— Begin EXTRACTED TEXT —

He applied first to the Jesuits, but was rejected. He did not then know that at the time “the Society of Jesus refused in principle to tolerate Jewish converts among its ranks.” He lowered his aim and was accepted to the theological college of his local diocese. At 18, he donned a soutane.
Although Hungary was allied with Nazi Germany during the war, the Nazis did not enter Hungary until 1944. It was then that Jewish lives were imperiled. On March 19 of that year, Adolph Eichmann arrived in Budapest to organize the Final Solution for the Jews of Hungary. Geza was saved by his concerned superiors, who shunted him from place to place and supplied him with a document certifying that he was exempt from the anti-Jewish decrees because he was an ordained deacon of the church—a false claim since he would not be a deacon for another four years. His meals were often brought to his room, and he remained out of sight even during mass.
By the end of the war, he had fled to Budapest. While most Jews from rural areas ended up in Auschwitz, the Jews of Budapest were relatively unharmed; the authorities apparently thought that the large, dispersed Jewish population would deter the allies from bombing the city. In the end, however, the Jews were rounded up and herded into a ghetto. Hundreds were led to the banks of the Danube and shot, but within the walls of the seminary, Geza was safe. As he put it, “Outside, terror reigned.”
After the war his provincial seminary opened once again, and he renewed his friendship there with two men who, like himself, were of Jewish ancestry: “If I were asked now why as a Catholic seminarian I chose two seminarians of Jewish ancestry as my closest confidants, my honest conscious answer would be that I was not particularly aware of their Jewishness, but found them personally and intellectually more congenial than the rest. No doubt, subconsciously there was more to it than that. These friendships marked the start of a slow internal metamorphosis which took more than twenty years to mature.”

— End EXTRACTED TEXT —
— Begin SUPPLIED INFORMATION —

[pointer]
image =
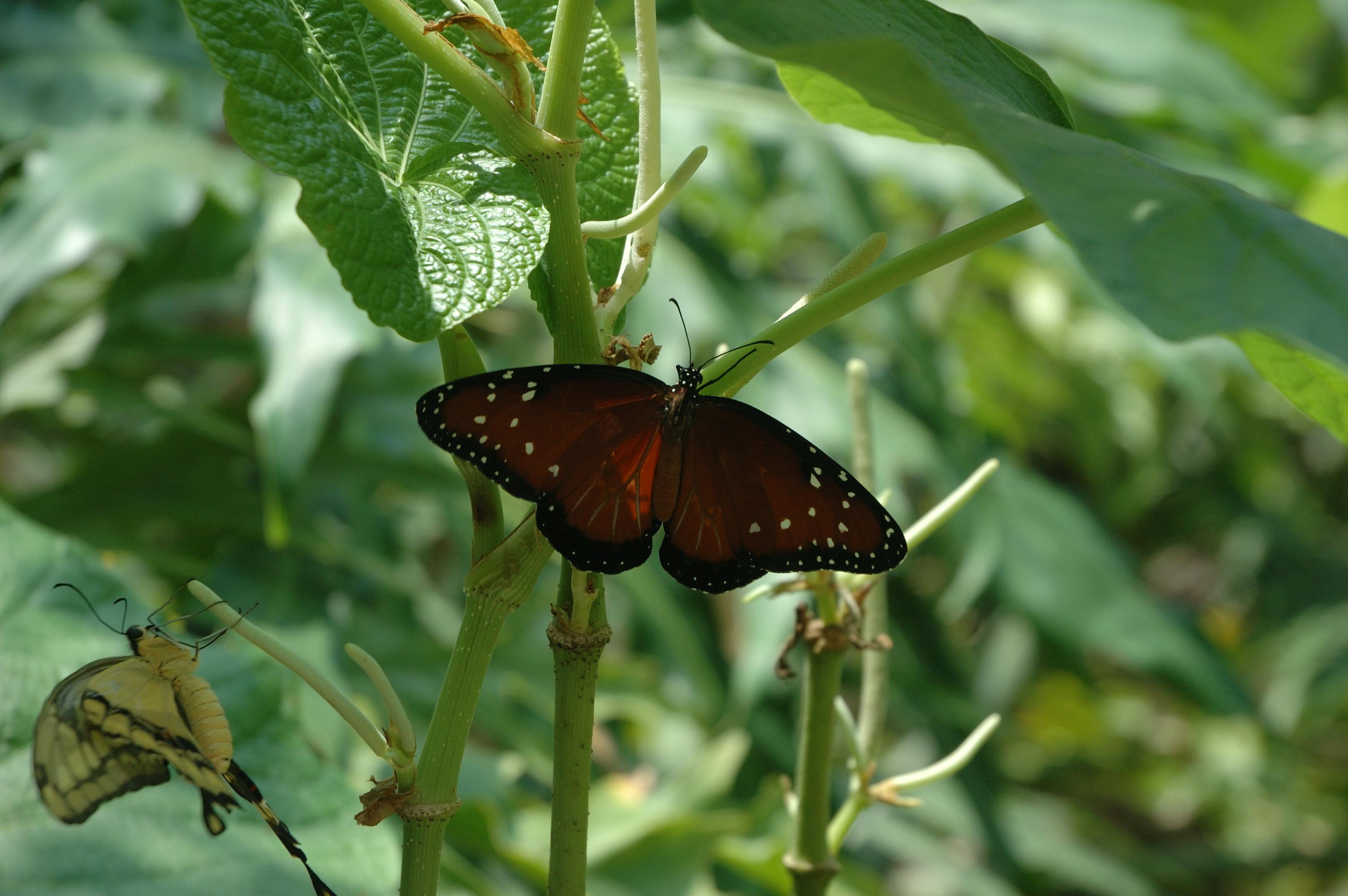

— End SUPPLIED INFORMATION —

■ SET EXERCISE: Translate this sentence from the passage about Geza's seminary years into Spanish: "His meals were often brought to his room, and he remained out of sight even during mass."

■ RESPONSE TO THIS TASK: A menudo le llevaban las comidas a su habitación, y permanecía oculto incluso durante la misa.